> _Exercise directions_:
Set each line of the records down again exactly, please.

/---

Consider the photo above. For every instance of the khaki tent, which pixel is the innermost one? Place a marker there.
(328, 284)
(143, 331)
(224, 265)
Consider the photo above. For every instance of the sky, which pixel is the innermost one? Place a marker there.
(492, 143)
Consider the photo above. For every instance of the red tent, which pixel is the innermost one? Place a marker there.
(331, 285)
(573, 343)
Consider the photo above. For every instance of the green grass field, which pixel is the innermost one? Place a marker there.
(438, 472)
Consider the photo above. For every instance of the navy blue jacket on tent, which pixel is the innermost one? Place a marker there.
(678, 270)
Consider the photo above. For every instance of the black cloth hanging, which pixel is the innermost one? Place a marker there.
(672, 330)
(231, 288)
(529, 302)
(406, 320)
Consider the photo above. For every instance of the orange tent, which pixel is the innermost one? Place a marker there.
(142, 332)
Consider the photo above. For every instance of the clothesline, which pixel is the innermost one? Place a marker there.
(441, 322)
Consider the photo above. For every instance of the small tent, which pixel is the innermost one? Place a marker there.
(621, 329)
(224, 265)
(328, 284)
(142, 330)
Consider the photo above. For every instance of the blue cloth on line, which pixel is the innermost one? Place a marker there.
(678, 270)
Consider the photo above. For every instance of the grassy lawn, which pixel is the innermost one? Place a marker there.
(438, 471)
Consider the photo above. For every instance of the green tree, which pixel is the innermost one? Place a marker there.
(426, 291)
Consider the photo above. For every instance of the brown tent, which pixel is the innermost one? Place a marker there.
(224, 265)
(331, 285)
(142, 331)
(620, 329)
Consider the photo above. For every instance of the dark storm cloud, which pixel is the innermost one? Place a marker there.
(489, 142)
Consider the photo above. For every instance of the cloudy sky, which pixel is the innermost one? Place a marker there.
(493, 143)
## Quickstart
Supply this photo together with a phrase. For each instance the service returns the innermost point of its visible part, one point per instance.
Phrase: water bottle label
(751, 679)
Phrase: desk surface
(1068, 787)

\---

> _Reply to the task_:
Consider the photo above. For every instance of the khaki tent, which pixel is the innermost one? Place a marker there.
(328, 284)
(143, 331)
(224, 265)
Consider the photo above. For every instance of the sky, which pixel is the innermost one? Place a marker there.
(492, 143)
Consider the photo above. For every instance of the red tent, which pixel is the innermost one? Place a marker there.
(331, 285)
(573, 343)
Consider the photo above. For every instance of the green grass field, which pixel is the innermost one? Place a marker there.
(438, 472)
Consider the photo above. For every instance of the navy blue jacket on tent, which pixel is the innermost one? Place a marker there.
(678, 270)
Consider the photo above. For every instance of the black cloth hanging, which pixel is the innermost one? Place a marker there.
(672, 330)
(231, 288)
(529, 302)
(406, 320)
Consider the photo above. For every instance of the orange tent, which pixel is the innermost one? Place a marker there.
(142, 332)
Consider the photo above. For every instance of the clothesline, which pixel is the innermost one? Place a marker there.
(441, 322)
Consider the photo above. For every instance of the small tent, which pixel is the innermost one? Place a marker there.
(621, 329)
(224, 265)
(328, 284)
(142, 330)
Consider the photo above. For every instance of the blue cloth on line, which pixel is the innermost one? Place a marker there.
(678, 270)
Consider the photo above. For every instance of the grassy lawn, which pixel is the innermost one? Place a marker there.
(438, 471)
Consider the photo above. For every instance of the green tree, which pixel is the innermost one? Place a marker there.
(426, 291)
Consider the photo above. For every instance of the brown tent, which pixel is the innermost one? Place a marker there.
(224, 265)
(331, 285)
(142, 331)
(620, 329)
Consider the photo above. For every instance of the dark storm cloud, which pixel is the innermost one? Place a marker there.
(489, 142)
Consider the photo above. For every instance of the cloudy sky, which pixel is the innermost one? Place a marker there.
(493, 143)
## Quickstart
Supply this photo together with a phrase. For each instance the service returns the innermost point of its visible part, one point per instance.
Phrase: water bottle label
(751, 679)
Phrase: desk surface
(1068, 787)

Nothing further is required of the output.